Transcribe sin cambios el fragmento del texto sobre la visión del juicio que comienza con "Parecía haber llegado" y sigue hasta "fuerza mi espíritu.".

#### [TEXTO DE LECTURA]
══════════

En la mañana del 23 de octubre de 1879, a eso de las dos, el Espíritu del Señor descansó sobre mí, y contemplé escenas del juicio venidero. Las palabras me faltan para describir adecuadamente las cosas que pasaron delante de mí y el efecto que tuvieron sobre mi espíritu.
Parecía haber llegado el gran día de la ejecución del juicio de Dios. Diez mil veces diez millares estaban congregados delante de un gran trono, sobre el cual estaba sentado un personaje de majestuosa apariencia. Delante de él había varios libros y sobre las tapas de cada uno de ellos estaba escrito en letras de oro semejantes a llamas de fuego "El libro mayor del cielo." Uno de estos libros, que contenía los nombres de los que aseveran creer en la verdad, fué abierto entonces. Inmediatamente perdí de vista los incontables millones que rodeaban el trono y mi atención se dedicó únicamente a los que profesan ser hijos de la luz y la verdad. A medida que se nombraba una tras otra a estas personas, y se mencionaban sus buenas acciones, sus rostros se iluminaban con un gozo santo que se reflejaba en toda dirección. Pero esto no pareció ser lo que impresionó con más fuerza mi espíritu.

══════════

[Registros de colocación de puntos]
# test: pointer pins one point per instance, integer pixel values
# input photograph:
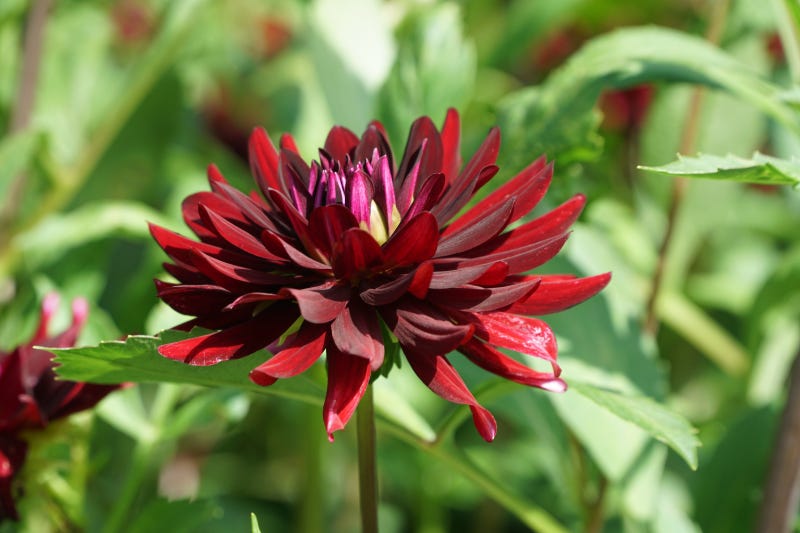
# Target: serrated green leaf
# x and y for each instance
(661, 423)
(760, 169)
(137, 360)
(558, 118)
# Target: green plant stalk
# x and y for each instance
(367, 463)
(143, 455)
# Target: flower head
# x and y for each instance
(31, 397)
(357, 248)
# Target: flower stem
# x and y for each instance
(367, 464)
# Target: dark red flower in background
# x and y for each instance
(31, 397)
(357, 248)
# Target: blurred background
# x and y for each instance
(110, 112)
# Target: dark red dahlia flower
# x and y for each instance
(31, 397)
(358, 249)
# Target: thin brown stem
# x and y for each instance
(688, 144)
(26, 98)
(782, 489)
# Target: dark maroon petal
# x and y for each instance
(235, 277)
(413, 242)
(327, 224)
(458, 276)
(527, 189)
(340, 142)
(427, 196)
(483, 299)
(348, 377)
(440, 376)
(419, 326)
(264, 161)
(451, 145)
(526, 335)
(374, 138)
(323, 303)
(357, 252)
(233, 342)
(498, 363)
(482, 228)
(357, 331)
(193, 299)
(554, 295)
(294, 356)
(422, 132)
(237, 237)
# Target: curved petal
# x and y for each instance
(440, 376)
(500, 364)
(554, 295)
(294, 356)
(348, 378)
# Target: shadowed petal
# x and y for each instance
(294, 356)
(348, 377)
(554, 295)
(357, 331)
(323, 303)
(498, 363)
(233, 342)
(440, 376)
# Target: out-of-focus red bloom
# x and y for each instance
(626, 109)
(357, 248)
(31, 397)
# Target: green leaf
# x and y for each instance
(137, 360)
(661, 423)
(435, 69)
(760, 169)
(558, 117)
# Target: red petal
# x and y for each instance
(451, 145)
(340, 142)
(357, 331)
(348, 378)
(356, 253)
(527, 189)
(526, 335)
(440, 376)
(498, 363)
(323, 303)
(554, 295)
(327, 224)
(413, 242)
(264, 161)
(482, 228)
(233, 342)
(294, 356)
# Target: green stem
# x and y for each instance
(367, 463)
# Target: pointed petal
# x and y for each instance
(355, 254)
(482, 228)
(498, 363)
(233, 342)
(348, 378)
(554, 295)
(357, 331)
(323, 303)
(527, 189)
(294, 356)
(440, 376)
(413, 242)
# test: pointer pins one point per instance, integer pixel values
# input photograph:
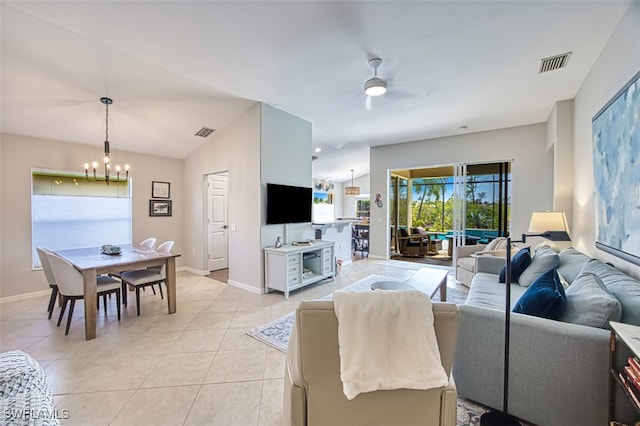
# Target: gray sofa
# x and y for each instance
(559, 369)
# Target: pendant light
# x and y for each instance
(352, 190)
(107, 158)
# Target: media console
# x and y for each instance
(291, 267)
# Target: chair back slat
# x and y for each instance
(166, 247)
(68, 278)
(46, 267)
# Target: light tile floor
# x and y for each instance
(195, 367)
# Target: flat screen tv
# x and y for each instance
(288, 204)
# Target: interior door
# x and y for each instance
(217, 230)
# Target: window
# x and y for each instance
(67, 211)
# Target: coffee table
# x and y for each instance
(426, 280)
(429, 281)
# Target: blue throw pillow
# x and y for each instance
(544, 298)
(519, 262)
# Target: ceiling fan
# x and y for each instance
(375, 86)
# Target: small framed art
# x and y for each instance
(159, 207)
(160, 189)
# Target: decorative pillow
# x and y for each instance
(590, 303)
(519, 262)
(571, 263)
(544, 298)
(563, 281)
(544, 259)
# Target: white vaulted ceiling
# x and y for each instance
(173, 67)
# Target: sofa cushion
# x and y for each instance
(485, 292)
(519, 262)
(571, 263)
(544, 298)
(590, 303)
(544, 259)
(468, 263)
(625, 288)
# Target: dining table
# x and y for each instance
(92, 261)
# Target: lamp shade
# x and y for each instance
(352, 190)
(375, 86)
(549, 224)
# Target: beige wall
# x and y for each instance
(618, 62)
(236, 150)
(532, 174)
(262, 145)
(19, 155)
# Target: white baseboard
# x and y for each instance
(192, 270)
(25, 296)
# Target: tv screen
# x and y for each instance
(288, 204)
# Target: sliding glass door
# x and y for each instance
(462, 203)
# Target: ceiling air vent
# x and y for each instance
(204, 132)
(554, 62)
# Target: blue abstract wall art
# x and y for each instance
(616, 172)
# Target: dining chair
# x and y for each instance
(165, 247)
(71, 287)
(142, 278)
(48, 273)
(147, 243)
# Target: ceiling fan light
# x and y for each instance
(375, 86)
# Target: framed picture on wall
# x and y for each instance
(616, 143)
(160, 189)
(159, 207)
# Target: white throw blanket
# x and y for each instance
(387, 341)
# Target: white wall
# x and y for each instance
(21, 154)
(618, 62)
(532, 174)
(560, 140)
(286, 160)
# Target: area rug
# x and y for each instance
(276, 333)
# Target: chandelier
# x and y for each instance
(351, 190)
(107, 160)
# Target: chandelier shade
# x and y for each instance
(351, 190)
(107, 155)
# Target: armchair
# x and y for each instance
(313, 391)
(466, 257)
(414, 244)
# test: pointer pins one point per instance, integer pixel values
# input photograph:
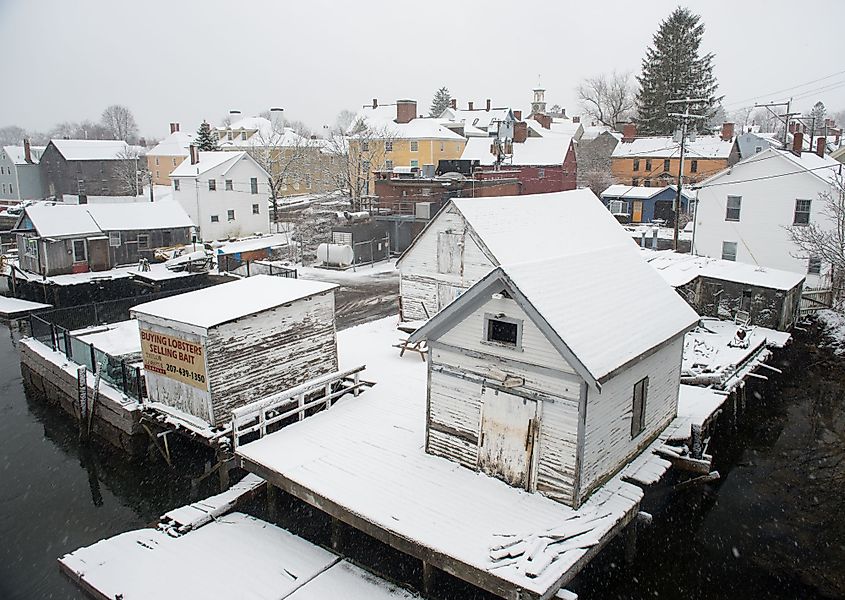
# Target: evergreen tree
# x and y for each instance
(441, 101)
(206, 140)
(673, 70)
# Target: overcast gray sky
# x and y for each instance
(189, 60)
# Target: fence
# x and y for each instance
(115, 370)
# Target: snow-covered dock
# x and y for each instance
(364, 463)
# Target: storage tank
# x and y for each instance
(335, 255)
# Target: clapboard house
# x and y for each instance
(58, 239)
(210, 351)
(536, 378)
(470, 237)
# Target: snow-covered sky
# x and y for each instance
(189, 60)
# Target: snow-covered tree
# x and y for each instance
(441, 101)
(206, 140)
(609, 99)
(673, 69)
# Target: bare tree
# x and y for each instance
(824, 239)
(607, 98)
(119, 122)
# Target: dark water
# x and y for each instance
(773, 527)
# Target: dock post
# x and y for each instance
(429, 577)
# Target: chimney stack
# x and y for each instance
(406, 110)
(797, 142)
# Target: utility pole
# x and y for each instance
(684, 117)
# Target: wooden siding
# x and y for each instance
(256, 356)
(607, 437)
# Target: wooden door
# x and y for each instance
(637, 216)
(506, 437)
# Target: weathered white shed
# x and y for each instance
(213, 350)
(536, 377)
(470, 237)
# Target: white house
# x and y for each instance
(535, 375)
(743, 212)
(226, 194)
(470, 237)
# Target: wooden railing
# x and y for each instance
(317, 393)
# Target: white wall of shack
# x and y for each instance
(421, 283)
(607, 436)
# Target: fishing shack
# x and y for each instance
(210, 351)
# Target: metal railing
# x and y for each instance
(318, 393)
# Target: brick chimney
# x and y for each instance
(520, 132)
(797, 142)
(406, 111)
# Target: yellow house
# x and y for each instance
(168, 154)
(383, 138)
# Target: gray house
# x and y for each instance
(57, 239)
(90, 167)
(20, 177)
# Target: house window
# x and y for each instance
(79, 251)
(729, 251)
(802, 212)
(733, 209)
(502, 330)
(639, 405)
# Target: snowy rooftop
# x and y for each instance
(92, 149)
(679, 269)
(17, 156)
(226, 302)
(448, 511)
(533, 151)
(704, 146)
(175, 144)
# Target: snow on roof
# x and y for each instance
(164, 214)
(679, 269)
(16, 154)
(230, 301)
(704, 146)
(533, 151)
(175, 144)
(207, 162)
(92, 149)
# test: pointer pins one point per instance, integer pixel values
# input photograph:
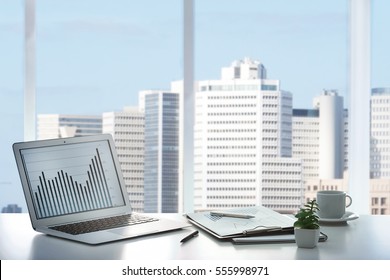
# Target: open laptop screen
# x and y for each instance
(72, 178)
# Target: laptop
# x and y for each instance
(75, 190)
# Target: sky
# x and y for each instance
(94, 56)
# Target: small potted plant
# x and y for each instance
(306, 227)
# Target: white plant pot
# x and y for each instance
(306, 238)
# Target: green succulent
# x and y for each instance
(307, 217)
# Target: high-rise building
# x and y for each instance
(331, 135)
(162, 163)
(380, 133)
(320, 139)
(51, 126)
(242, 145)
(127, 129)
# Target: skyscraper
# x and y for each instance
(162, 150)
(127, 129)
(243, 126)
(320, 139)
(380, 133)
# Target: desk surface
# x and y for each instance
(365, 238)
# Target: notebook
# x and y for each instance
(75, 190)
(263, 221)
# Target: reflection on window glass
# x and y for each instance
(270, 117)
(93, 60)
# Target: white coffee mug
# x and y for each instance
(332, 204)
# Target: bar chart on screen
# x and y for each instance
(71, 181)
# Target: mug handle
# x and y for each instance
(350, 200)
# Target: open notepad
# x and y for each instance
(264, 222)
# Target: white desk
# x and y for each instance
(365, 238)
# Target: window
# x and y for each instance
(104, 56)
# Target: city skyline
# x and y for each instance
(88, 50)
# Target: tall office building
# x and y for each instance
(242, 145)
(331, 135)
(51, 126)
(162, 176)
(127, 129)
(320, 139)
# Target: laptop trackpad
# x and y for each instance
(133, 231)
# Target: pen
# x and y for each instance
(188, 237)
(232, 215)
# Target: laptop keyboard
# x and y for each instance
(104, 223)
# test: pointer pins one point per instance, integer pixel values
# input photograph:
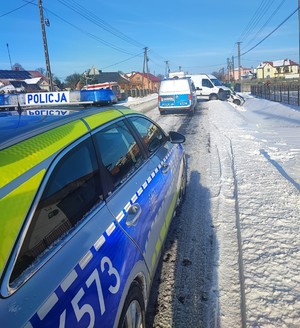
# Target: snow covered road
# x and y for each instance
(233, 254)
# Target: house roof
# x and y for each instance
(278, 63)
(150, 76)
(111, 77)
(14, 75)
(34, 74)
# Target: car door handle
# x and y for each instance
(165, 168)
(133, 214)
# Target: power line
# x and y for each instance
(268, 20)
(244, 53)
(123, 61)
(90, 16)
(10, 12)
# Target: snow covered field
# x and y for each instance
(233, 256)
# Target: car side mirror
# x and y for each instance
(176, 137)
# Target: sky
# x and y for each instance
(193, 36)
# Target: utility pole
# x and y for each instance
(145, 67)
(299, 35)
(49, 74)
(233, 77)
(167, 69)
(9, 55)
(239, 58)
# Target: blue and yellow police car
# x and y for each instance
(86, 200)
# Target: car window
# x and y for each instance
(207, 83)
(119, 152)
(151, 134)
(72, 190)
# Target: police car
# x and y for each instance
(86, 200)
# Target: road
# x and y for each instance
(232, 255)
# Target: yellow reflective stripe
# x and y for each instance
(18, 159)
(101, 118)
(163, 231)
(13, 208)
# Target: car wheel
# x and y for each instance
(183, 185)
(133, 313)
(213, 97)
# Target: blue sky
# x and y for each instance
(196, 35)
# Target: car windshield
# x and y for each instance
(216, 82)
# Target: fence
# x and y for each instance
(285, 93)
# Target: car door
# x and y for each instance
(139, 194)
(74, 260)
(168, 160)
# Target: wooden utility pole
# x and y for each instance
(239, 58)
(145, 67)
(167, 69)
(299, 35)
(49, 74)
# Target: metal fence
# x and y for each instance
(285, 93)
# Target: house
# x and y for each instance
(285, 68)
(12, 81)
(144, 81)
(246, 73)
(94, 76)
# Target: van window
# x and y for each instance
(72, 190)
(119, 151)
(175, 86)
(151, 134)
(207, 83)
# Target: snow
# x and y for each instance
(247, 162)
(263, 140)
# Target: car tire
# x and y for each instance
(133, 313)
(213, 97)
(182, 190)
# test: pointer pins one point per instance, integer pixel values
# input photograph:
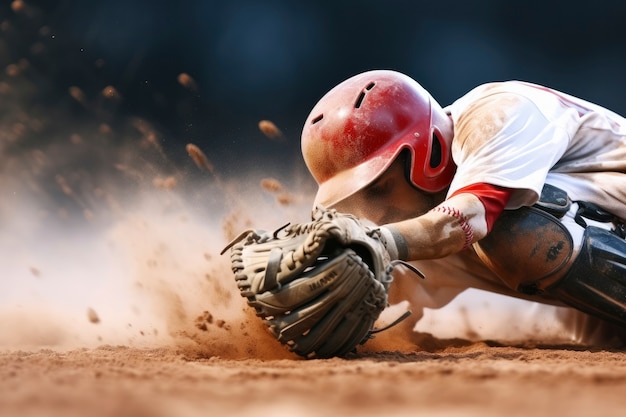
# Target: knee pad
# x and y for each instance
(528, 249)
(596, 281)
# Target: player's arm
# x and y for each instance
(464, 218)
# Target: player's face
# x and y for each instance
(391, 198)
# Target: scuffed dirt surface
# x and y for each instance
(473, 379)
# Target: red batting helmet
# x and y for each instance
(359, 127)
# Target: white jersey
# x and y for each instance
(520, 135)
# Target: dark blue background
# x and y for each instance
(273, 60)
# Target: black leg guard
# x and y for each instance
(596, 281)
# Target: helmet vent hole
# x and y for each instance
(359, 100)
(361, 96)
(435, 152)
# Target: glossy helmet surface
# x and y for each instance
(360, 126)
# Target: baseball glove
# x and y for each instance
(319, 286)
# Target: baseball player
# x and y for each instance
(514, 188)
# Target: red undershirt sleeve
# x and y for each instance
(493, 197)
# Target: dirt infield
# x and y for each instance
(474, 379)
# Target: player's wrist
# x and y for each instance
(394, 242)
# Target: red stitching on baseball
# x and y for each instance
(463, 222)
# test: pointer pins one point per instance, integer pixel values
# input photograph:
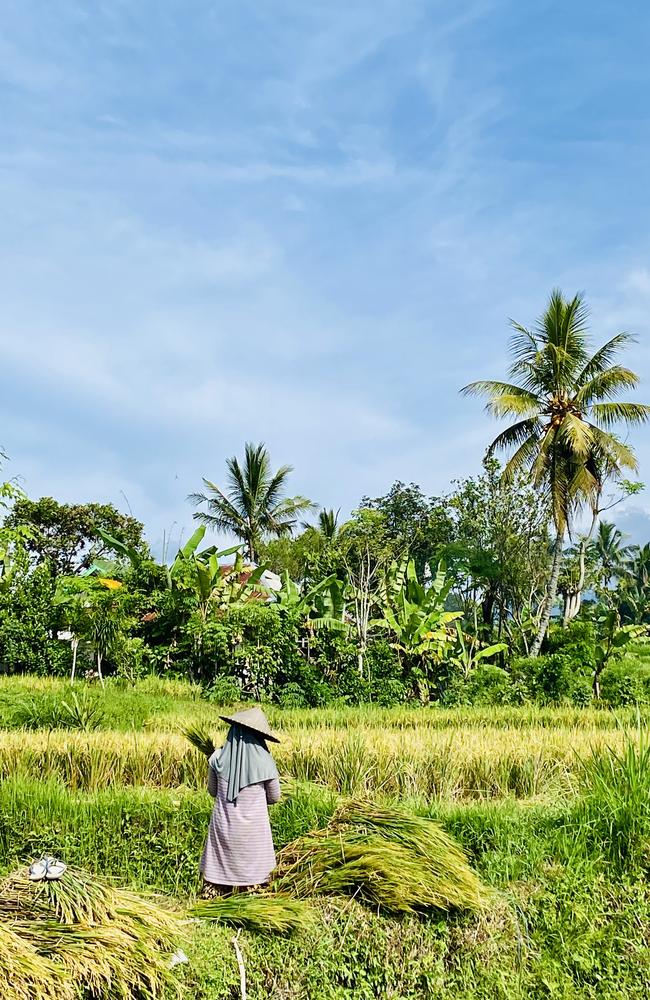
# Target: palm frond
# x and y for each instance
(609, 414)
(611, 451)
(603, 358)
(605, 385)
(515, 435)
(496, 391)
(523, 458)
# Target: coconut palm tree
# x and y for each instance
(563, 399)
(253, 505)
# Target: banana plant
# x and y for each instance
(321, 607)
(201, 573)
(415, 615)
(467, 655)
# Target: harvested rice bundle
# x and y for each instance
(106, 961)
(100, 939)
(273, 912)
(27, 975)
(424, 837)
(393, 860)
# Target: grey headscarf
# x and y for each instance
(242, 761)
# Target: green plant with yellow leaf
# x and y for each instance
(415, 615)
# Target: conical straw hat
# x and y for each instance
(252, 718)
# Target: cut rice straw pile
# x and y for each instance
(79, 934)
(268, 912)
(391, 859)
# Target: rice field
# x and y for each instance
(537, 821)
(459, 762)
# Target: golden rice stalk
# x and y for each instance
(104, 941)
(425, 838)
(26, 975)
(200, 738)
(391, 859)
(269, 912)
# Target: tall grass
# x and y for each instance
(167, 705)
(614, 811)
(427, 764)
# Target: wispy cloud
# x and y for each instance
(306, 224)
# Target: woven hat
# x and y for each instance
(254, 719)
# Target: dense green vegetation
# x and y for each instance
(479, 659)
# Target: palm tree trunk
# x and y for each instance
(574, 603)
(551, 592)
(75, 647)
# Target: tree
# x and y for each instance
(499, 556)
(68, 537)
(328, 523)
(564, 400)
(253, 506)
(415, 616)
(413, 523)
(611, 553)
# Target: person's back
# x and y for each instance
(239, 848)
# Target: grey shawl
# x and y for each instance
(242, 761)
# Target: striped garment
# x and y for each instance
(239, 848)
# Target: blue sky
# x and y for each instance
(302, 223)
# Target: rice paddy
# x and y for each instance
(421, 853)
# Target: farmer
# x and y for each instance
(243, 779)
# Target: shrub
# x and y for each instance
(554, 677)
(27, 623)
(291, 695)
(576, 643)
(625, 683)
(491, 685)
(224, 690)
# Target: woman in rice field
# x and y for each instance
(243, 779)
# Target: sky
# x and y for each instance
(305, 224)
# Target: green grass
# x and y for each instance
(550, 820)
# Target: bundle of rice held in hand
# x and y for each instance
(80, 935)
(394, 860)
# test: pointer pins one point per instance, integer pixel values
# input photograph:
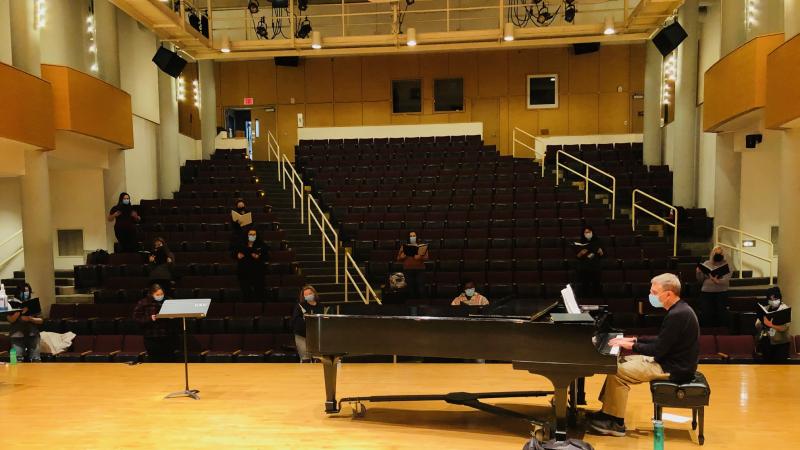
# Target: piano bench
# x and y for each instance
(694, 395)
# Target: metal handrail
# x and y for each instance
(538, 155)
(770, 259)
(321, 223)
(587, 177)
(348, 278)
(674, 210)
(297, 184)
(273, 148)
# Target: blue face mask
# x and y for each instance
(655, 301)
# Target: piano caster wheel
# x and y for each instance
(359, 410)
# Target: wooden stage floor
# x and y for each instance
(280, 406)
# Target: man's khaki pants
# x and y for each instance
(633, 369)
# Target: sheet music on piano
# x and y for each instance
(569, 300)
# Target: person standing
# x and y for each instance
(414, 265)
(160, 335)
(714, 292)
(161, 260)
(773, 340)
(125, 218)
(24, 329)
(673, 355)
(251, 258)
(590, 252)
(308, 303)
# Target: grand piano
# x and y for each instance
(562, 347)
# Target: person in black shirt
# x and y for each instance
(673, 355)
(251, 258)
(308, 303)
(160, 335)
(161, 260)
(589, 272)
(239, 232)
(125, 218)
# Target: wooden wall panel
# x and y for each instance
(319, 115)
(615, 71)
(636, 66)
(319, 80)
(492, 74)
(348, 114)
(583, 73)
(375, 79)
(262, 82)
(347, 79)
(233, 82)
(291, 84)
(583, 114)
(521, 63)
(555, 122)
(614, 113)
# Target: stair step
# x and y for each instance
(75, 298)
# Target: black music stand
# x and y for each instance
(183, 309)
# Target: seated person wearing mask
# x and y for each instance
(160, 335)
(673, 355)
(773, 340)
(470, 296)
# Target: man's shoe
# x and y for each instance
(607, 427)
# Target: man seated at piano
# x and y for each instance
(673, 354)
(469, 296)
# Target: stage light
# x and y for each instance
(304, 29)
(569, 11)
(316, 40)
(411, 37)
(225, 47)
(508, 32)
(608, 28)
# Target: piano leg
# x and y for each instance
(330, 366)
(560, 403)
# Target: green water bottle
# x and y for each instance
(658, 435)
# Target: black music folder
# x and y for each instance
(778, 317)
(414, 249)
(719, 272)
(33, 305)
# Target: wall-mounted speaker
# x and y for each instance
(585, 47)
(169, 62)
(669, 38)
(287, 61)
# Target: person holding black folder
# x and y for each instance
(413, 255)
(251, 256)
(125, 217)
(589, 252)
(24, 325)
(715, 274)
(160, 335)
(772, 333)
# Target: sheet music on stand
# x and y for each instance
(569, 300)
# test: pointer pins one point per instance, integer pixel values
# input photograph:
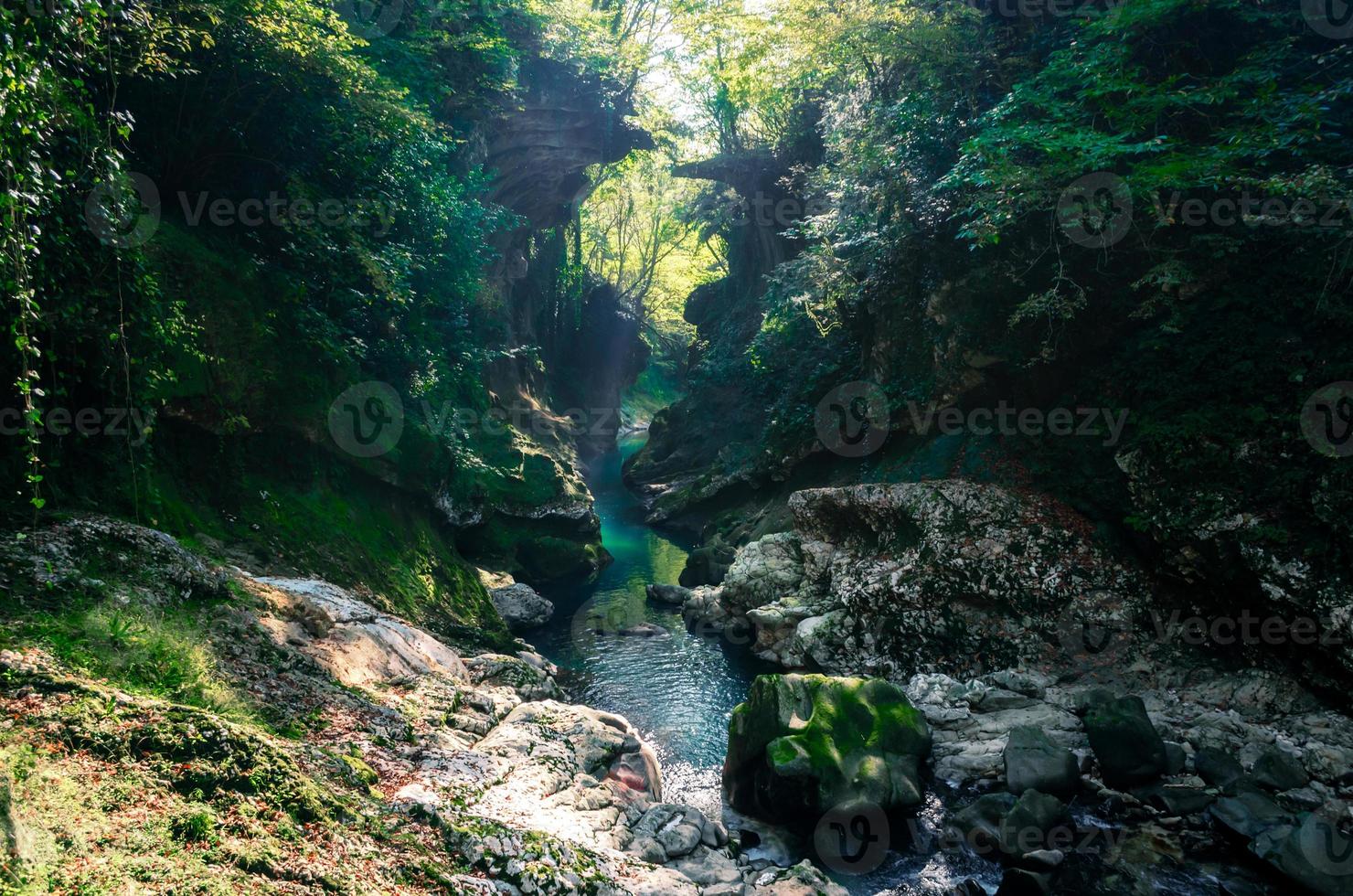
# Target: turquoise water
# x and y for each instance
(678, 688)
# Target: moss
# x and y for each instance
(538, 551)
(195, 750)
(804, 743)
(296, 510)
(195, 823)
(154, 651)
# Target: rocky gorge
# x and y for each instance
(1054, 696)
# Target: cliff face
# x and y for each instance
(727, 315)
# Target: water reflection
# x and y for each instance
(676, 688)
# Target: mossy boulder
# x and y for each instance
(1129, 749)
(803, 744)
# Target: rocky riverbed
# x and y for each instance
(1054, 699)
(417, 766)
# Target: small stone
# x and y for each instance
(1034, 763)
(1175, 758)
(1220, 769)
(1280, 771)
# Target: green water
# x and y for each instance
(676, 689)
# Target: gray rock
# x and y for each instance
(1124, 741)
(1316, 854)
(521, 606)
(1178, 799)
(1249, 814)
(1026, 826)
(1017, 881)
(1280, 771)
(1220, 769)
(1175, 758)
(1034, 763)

══════════

#### [RESPUESTA DEL EJERCICIO]
Parecía haber llegado el gran día de la ejecución del juicio de Dios. Diez mil veces diez millares estaban congregados delante de un gran trono, sobre el cual estaba sentado un personaje de majestuosa apariencia. Delante de él había varios libros y sobre las tapas de cada uno de ellos estaba escrito en letras de oro semejantes a llamas de fuego "El libro mayor del cielo." Uno de estos libros, que contenía los nombres de los que aseveran creer en la verdad, fué abierto entonces. Inmediatamente perdí de vista los incontables millones que rodeaban el trono y mi atención se dedicó únicamente a los que profesan ser hijos de la luz y la verdad. A medida que se nombraba una tras otra a estas personas, y se mencionaban sus buenas acciones, sus rostros se iluminaban con un gozo santo que se reflejaba en toda dirección. Pero esto no pareció ser lo que impresionó con más fuerza mi espíritu.